-- Begin --

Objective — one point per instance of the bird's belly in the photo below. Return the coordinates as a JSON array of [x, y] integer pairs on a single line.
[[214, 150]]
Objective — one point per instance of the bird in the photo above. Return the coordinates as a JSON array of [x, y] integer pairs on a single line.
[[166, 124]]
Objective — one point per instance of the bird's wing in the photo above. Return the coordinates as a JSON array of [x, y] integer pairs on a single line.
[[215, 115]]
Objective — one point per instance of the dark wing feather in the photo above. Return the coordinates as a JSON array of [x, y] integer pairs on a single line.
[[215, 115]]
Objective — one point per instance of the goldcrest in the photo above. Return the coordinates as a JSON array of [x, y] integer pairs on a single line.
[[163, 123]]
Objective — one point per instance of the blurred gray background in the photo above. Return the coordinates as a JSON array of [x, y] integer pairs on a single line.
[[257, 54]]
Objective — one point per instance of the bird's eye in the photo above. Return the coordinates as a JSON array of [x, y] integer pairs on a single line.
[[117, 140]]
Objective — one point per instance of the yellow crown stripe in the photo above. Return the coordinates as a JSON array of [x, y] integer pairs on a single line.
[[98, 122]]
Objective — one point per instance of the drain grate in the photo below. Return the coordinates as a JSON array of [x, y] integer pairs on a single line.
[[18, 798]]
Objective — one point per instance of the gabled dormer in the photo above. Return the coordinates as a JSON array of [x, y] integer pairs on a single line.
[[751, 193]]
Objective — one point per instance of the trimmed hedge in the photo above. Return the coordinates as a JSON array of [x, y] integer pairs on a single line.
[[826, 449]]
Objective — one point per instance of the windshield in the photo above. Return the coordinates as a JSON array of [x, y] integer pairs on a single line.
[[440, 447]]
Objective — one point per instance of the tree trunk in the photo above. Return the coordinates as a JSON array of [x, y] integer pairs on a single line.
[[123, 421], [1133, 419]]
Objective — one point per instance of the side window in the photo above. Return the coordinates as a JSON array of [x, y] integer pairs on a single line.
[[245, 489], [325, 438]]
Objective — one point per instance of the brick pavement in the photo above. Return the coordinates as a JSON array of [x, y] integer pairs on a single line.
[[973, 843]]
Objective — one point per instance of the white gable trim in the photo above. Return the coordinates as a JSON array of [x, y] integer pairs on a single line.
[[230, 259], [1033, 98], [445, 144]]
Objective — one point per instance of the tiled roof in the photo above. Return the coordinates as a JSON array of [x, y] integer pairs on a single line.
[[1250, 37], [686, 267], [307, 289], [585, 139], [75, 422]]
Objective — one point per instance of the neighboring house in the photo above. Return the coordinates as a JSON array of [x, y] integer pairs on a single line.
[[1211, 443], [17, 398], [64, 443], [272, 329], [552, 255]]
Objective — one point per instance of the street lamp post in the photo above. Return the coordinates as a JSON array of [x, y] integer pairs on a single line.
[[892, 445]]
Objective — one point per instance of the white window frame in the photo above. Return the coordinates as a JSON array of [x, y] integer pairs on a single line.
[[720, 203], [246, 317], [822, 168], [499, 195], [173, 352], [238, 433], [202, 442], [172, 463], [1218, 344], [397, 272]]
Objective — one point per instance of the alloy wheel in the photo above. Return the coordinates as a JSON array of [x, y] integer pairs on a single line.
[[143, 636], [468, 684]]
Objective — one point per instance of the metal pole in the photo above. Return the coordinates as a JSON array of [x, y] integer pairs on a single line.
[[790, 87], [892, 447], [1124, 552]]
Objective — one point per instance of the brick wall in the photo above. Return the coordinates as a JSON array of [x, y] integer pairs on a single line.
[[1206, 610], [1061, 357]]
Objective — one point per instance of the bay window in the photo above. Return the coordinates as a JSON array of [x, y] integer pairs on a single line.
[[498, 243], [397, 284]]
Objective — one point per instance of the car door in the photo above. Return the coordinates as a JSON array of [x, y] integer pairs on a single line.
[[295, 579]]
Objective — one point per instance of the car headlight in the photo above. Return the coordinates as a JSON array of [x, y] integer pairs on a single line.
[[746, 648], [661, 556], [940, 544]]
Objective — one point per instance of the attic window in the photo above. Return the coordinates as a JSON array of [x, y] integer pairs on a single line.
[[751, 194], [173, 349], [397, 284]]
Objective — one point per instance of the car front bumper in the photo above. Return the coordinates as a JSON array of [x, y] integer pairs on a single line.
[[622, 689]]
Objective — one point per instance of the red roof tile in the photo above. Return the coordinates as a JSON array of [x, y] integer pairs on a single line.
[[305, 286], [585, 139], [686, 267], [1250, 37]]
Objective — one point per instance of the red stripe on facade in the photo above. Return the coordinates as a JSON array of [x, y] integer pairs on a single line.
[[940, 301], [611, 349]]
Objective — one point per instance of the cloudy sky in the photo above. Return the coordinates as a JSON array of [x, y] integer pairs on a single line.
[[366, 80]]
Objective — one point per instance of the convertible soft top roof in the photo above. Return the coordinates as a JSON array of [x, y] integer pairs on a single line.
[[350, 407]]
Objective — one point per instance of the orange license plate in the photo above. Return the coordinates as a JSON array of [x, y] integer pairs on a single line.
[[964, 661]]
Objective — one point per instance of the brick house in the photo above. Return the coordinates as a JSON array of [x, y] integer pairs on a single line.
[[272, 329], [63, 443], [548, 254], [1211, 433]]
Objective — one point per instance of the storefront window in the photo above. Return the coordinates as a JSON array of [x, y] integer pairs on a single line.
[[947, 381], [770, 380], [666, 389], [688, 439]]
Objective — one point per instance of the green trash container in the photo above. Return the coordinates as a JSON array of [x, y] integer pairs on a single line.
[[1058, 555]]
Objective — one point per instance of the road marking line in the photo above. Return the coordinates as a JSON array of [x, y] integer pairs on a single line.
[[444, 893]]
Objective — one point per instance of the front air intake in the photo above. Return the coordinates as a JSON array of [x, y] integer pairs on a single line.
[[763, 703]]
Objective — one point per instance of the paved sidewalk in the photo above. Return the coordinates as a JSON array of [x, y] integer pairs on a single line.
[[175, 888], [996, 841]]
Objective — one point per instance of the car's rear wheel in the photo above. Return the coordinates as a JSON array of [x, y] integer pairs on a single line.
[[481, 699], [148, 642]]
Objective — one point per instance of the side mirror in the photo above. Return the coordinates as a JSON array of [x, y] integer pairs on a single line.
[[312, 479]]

-- End --

### Stated goal:
Could you output every line of the data above as a numbered list, leaving out any blank lines?

### Answer to this problem:
1. Objective — one point per instance of the bird's belly in the photo below. Return the coordinates as a JSON array of [x, y] integer pairs on a single line.
2. [[214, 150]]
3. Objective — one point per instance of the bird in the photo above. Return the coordinates as a JSON array of [x, y] integer pairs on a single line.
4. [[166, 124]]
5. Objective — one point per instance of the bird's wing in the photo above. Return the coordinates as a JSON array of [x, y] integer pairs on a single line.
6. [[215, 115]]
7. Objective — one point per instance of the dark wing feather in the photo above. Return the coordinates as a JSON array of [x, y] integer pairs on a single line.
8. [[215, 115]]
9. Objective — one point per instance of the goldcrest in the photo above. Return the coordinates as a JSON array of [x, y] integer pairs on a single line.
10. [[163, 123]]
11. Objective — one point per instance of the blurred gray background in the photo above. Return the coordinates as a JSON array of [x, y] integer pairs on a single line.
12. [[257, 54]]
13. Objective — one point per instance of the bird's eye in the photo above. Return the coordinates as a JSON array of [x, y] integer pairs on a single line.
14. [[117, 140]]
15. Objective — one point per instance of the yellow crown stripe in the photo above. Return the coordinates as a JSON array of [x, y] integer pairs on a single line.
16. [[98, 122]]
17. Objective — one point per instance of the drain grate in the photo below. Return the coordinates as a JSON array of [x, y] integer pairs on a single line.
18. [[18, 798]]
19. Objective — one point per instance of the gabled dormer in the photo above. Return the coordinates as a JSON array of [x, y] integer pairs on a single line.
20. [[751, 193]]
21. Objective — one point per instance of the trimmed hedge in the photo above. Return the coordinates as a JSON array of [x, y] integer pairs on a single line.
22. [[826, 449]]
23. Objective — one point per instance of the windshield in the photo above. Return the coordinates as a JSON array of [x, y] integer pairs on a single line.
24. [[440, 447]]
25. Objective — one point per instance of the tree trunk in the photo above. Return the coordinates as a JSON array of [x, y] integer pairs on a single line.
26. [[123, 421], [1133, 419]]
27. Objective — one point per instance of the side window in the photo above. Return the coordinates as a JSON array of [x, y] integer pairs on a single line.
28. [[245, 489], [325, 438]]
29. Objective — one point per instance of the brick pavement in the photo above. Return the coordinates as a JSON array of [x, y] integer pairs on a single line.
30. [[973, 843]]
31. Objective — one point per instance of the white gable trim in the photo above. Return the coordinates as a JSON array of [x, y] integer pairs on a single line.
32. [[230, 259], [1033, 98], [445, 144]]
33. Objective — one point per instance of the tiled roof in the photo above. Return the coordinates as a JSON array of [x, y] integer pairs on a single line.
34. [[1250, 37], [686, 267], [307, 289], [585, 139], [75, 422]]
35. Objective — one point per instance of the neighboring house in the photo above. Return the coordinates as a JSON array of [x, y] integer pairs on a single line.
36. [[1211, 443], [17, 398], [64, 443], [272, 329], [552, 255]]
37. Objective — one point per instance of the street lamp post in the photo above. Return the coordinates as a JSON array of [x, y] integer pairs on a single line.
38. [[892, 445]]
39. Objective — one point per instance of the white window frame in the photo above. Return the coordinates as a JSON array of [x, y] integer pairs on a single line.
40. [[720, 203], [246, 317], [822, 168], [499, 195], [173, 352], [238, 433], [202, 442], [172, 463], [1218, 344], [397, 272]]
41. Objective — one point per instance of the alloy wheel in the photo above. Return the coordinates as a JSON array of [x, y] integer pairs on a single line.
42. [[143, 636], [468, 684]]
43. Objective — one point per instance of the metal pole in the photo above. Return the coordinates as a JSON array of [x, y] integer pairs on a single line.
44. [[790, 87], [892, 447], [1124, 552]]
45. Objective — one point per instance of the brick wall in the photo above. Return the coordinates as a JSON array of [x, y] integer pairs on a single line.
46. [[1206, 610], [1061, 357]]
47. Objective — one point per instance of the bay window in the photo above. Return the coordinates as a JSON array of [x, y] integer pairs on a single line.
48. [[498, 243], [397, 284]]
49. Objective — one point per instance of the car door in the photo above. Return the coordinates as a JSON array of [x, y] integer pairs on a single line.
50. [[295, 579]]
51. Objective — one point per instance of the car headlight in the photo above. Return the coordinates as a JSON array of [x, y] integer pairs on a single line.
52. [[746, 648], [661, 556], [940, 544]]
53. Objective — one point per instance of the attic window in the photo above. Return the coordinates as a JSON array of [x, y] integer pairs on a single line.
54. [[751, 194], [173, 349], [397, 284]]
55. Objective — one point per instance of the car front bumper in the photo above. Return the coordinates as a JSON array of [x, y] integer pairs on a single line.
56. [[622, 689]]
57. Objective — one point per instance of the red roof tile in the photo above. Return the coordinates as a JSON array of [x, y] integer pairs on a single line.
58. [[305, 286], [585, 139], [686, 267], [1250, 37]]
59. Objective — one point per instance of the red stripe on facade in the photo above. Return the coordinates as a JSON array of [x, y] integer pairs on a single line.
60. [[940, 301], [611, 349]]
61. Objective — one point per instance of the cloudy sky in the photo above. Return the coordinates as a JSON array of [x, y] integer pairs on a single line.
62. [[366, 80]]
63. Objective — one point per instance of the convertible soft top roof in the photo above. Return the coordinates as a JSON array of [x, y] integer pairs on a single line.
64. [[350, 407]]
65. Objective — one point per instance of the orange license plate in the photo above. Return the coordinates as a JSON array of [x, y] integer pairs on a single line.
66. [[964, 661]]
67. Objective — one point per instance of the brick house in the photo above. Return the coordinates as a JSON array of [x, y] integer pairs on a single line.
68. [[272, 329], [63, 443], [548, 254], [1211, 433]]
69. Objective — one point per instance of the storefront window in the photo above. Return the coordinates as a JSON array of [x, y] integer pairs on a single line.
70. [[947, 381], [770, 380], [666, 389], [688, 439]]
71. Objective — one point per instance of the green trash container in the photo above. Return the coordinates as a JSON array of [x, y] integer pairs on a single line.
72. [[1058, 555]]
73. Objective — one point per instance of the road marking line in the photo above. Return the coordinates as a JSON array of [x, y] integer pairs on a single line.
74. [[444, 893]]
75. Objective — one point per instance of the front air intake in the photo above. Return the coordinates as a JSON array of [x, y] integer pairs on a single line.
76. [[763, 703]]
77. Objective — one point per instance of the paved sidewalk in the photo above. Return the coordinates as a JSON array of [x, y] integer pairs on a single line.
78. [[175, 888], [996, 841]]
79. Objective — one point per instance of the car's rear wheel in the photo above. Return the coordinates as a JSON array of [x, y] integer pairs on a single line.
80. [[481, 699], [148, 642]]
81. Objective — one point per instance of the side mirror in the photo above. Return the coordinates as a JSON array of [x, y] integer pairs on a single line.
82. [[312, 479]]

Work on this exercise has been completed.